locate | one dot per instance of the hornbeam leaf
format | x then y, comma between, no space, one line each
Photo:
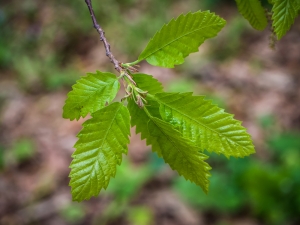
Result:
205,124
99,150
180,37
167,142
90,94
253,11
284,14
179,153
139,118
147,83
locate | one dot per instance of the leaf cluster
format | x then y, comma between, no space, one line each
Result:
178,126
284,13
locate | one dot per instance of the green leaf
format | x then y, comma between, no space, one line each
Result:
167,142
179,153
253,11
147,83
90,94
182,36
205,124
139,118
284,14
99,150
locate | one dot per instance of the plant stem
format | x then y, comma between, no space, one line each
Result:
102,37
131,64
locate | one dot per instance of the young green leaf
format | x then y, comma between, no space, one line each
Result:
99,150
90,94
147,83
168,143
208,126
139,118
182,36
179,153
253,11
284,14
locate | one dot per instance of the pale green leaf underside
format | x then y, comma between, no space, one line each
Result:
90,94
208,126
182,36
179,153
253,11
284,14
99,150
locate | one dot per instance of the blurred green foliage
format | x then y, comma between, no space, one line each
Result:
43,44
268,189
73,213
20,151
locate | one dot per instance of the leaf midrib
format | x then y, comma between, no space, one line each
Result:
173,143
77,103
96,158
198,122
174,40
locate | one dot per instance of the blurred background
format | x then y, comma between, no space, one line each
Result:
46,45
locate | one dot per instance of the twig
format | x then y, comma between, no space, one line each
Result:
103,38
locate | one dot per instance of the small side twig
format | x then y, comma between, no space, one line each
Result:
102,37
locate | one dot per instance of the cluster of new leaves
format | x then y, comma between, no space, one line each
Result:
178,126
284,13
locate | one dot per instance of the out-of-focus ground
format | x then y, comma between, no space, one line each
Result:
46,45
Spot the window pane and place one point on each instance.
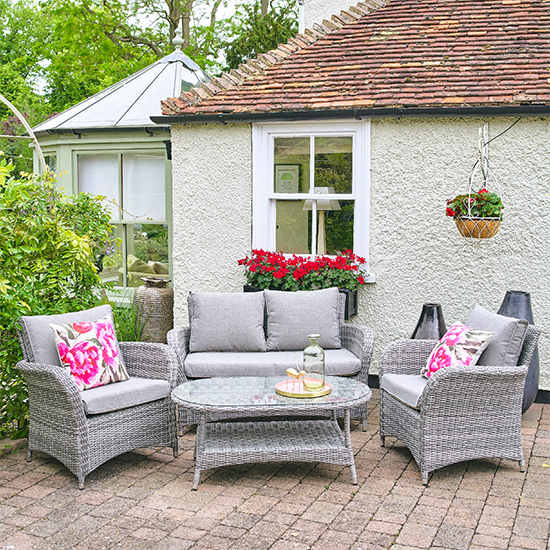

--- Activity ---
A word-for-word repetition of the data above, without pictures, is the expected answer.

--- Written answer ---
locate | one dot per instance of the hornbeam leaf
format | x then y, comma between, no space, one line each
Photo:
Result:
205,124
99,150
180,37
167,142
90,94
253,11
284,14
179,153
139,118
147,83
locate | one dot per instance of the leaf cluster
format | x then y, comma between, no space, one line each
Result:
178,126
284,13
locate | one dot per instance of the green leaf
format | x then y, comma between, no space, one line each
Result:
167,142
179,153
253,11
147,83
90,94
182,36
205,124
139,118
284,14
99,150
locate | one dot per instance of the plant stem
format | x then y, comma between, no space, one line each
Result:
102,37
131,64
locate | one dot per instance of the young green leaf
format | x then y, comma between, no space, one line each
Result:
99,150
90,94
147,83
168,143
208,126
139,118
182,36
179,153
253,11
284,14
locate | one dot per instance of the pale green leaf underside
format | x then y, comma between, no space, one line each
Result:
90,94
208,126
182,36
179,153
253,11
284,14
99,150
locate | one dot per instance of the blurred green foliage
format | x then y, comma between, no space, one line each
Result:
43,44
268,189
73,213
20,151
locate | one dot per instance of the leaf midrib
format | x then y, comma between, no space, one line each
Result:
173,143
77,103
96,158
198,122
174,40
locate | one dot per instance of the blurred background
format | x then y, comma between, no space, one line each
Result:
46,45
locate | one dot per instance of the twig
format | x then y, comma between, no space, one line each
Result:
103,38
locate | one dot per instance of the small side twig
format | x then y, comma between, no space, one line each
Result:
102,37
locate | one dot per instance of the cluster of new leaves
format | x then y, comma between, no space, one line each
Result:
178,126
284,13
locate | one dot per instance of the out-of-focus ground
format | x then y, comma between, no space, one line each
Result:
46,45
Spot the window pane and place one point on each instance.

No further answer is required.